AIM OF THE TASK
Give back an exact copy of the lines in the records below, from the line that has "Target: air vent" through the line that has "Point out the open", and nothing besides.

Records from a data source
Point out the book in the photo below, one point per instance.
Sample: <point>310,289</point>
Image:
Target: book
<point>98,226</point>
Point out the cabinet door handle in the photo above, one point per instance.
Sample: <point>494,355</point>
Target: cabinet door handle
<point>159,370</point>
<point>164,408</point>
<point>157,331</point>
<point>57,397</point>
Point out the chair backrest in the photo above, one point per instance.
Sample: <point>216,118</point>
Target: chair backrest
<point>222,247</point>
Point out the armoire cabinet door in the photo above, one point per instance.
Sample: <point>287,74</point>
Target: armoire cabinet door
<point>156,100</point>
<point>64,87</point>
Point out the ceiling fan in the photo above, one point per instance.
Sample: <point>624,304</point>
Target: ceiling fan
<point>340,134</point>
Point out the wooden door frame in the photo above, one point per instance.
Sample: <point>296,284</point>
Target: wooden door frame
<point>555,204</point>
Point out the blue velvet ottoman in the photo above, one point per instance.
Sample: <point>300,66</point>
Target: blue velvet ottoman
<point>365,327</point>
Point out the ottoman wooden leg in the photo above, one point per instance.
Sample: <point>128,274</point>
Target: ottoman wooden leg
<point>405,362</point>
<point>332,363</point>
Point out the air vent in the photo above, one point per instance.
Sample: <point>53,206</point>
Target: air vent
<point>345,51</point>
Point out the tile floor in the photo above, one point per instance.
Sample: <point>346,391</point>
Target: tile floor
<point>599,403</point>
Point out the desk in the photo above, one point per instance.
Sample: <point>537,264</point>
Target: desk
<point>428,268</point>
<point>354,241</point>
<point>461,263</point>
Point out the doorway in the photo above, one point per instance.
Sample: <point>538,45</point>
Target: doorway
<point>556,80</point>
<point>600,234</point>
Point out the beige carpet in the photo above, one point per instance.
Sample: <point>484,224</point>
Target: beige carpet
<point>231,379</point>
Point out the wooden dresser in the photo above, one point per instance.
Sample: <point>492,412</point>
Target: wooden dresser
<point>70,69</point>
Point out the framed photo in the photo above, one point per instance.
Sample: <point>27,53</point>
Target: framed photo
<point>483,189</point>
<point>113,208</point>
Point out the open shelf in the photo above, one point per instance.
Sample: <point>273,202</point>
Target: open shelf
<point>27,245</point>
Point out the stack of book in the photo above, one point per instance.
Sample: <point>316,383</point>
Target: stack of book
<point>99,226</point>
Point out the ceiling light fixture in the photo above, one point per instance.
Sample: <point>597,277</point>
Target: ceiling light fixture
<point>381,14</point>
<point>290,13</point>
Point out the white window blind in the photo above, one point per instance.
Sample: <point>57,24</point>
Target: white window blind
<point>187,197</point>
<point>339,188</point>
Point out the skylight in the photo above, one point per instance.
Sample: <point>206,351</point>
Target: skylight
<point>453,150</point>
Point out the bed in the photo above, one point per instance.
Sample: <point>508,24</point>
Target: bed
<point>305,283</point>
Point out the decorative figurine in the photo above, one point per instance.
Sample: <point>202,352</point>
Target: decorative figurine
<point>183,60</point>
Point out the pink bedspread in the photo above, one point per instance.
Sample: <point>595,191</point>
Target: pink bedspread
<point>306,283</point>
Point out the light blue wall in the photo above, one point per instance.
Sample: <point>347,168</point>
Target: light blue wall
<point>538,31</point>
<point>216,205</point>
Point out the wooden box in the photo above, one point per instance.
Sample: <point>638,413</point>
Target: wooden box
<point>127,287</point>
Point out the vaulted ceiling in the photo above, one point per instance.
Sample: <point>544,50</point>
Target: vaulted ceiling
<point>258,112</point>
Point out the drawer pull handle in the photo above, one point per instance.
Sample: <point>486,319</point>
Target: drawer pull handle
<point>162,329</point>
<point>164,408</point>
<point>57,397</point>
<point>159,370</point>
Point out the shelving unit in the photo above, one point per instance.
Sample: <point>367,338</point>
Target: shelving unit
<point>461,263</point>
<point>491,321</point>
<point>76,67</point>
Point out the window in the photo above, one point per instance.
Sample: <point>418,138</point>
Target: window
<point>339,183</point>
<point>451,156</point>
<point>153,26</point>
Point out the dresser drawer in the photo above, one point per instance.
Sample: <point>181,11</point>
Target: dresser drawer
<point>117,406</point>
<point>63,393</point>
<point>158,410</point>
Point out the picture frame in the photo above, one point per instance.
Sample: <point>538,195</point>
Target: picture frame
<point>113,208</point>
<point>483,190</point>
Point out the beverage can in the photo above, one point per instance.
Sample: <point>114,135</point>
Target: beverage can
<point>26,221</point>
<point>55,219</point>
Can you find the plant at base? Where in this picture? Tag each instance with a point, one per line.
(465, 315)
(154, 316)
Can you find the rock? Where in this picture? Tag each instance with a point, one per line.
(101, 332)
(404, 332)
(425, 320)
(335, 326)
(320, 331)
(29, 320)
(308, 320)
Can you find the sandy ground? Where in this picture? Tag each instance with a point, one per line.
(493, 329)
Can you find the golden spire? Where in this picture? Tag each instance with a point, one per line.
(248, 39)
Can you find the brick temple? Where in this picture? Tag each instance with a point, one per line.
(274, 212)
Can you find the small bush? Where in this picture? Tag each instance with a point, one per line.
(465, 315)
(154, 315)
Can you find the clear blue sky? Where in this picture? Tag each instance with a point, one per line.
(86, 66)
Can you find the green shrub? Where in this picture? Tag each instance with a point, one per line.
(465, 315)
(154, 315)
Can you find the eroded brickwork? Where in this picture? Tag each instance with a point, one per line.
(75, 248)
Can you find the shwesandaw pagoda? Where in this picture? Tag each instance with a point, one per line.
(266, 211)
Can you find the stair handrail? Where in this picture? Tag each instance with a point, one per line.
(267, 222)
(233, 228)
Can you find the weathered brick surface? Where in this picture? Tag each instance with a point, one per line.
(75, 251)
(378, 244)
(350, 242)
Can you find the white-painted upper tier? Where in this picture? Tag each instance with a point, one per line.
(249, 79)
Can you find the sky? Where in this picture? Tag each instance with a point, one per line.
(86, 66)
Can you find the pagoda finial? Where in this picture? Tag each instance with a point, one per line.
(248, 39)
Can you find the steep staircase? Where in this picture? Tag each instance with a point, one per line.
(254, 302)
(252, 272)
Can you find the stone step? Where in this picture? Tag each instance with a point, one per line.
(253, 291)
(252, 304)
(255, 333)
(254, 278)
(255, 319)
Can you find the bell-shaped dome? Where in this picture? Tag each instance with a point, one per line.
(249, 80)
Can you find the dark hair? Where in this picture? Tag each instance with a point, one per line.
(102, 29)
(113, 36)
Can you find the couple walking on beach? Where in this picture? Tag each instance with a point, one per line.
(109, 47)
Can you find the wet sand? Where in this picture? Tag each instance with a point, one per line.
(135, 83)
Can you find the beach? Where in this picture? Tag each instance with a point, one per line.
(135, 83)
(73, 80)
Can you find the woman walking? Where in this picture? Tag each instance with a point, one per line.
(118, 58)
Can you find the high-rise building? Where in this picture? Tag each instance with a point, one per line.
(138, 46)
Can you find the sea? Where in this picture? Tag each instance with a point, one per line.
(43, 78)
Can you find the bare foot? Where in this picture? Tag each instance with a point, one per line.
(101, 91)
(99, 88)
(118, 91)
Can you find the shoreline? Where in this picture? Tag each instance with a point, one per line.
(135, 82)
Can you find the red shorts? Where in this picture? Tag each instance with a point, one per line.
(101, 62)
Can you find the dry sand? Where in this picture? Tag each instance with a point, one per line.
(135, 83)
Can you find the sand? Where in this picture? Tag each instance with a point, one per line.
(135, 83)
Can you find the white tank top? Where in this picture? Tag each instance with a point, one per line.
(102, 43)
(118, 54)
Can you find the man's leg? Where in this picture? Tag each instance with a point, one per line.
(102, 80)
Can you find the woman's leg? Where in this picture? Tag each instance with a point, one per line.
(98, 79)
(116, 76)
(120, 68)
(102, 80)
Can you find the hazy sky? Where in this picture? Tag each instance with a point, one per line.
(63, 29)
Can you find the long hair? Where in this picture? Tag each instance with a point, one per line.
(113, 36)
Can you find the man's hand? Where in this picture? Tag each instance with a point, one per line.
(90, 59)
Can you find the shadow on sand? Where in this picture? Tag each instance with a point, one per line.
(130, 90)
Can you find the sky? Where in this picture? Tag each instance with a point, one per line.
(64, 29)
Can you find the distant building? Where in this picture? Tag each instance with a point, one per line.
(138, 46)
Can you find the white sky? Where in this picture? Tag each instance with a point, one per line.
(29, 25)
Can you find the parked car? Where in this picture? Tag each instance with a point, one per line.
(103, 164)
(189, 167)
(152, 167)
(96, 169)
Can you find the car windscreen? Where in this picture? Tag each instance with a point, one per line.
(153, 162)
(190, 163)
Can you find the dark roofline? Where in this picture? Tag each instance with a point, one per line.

RESULT OF THE TASK
Target: air vent
<point>345,51</point>
Point out the tile floor in the photo above, one point per instance.
Sample: <point>346,391</point>
Target: tile floor
<point>599,403</point>
Point out the desk in the photo above, one point per instance.
Sample: <point>537,264</point>
Target: desk
<point>428,268</point>
<point>354,241</point>
<point>461,263</point>
Point out the doorway in the photo above, one point per instance.
Sample: <point>538,45</point>
Target: doorway
<point>556,80</point>
<point>600,234</point>
Point out the beige carpet in the photo above, one point per instance.
Sample: <point>484,224</point>
Target: beige carpet
<point>231,379</point>
Point out the wooden dresser in the photo above, one point per instance.
Sample: <point>492,412</point>
Target: wooden dresser
<point>70,69</point>
Point out the framed photo in the photo above, one point per instance.
Sample: <point>27,53</point>
Target: framed photo
<point>483,189</point>
<point>113,208</point>
Point out the open shelf in the photo above, one point per instance.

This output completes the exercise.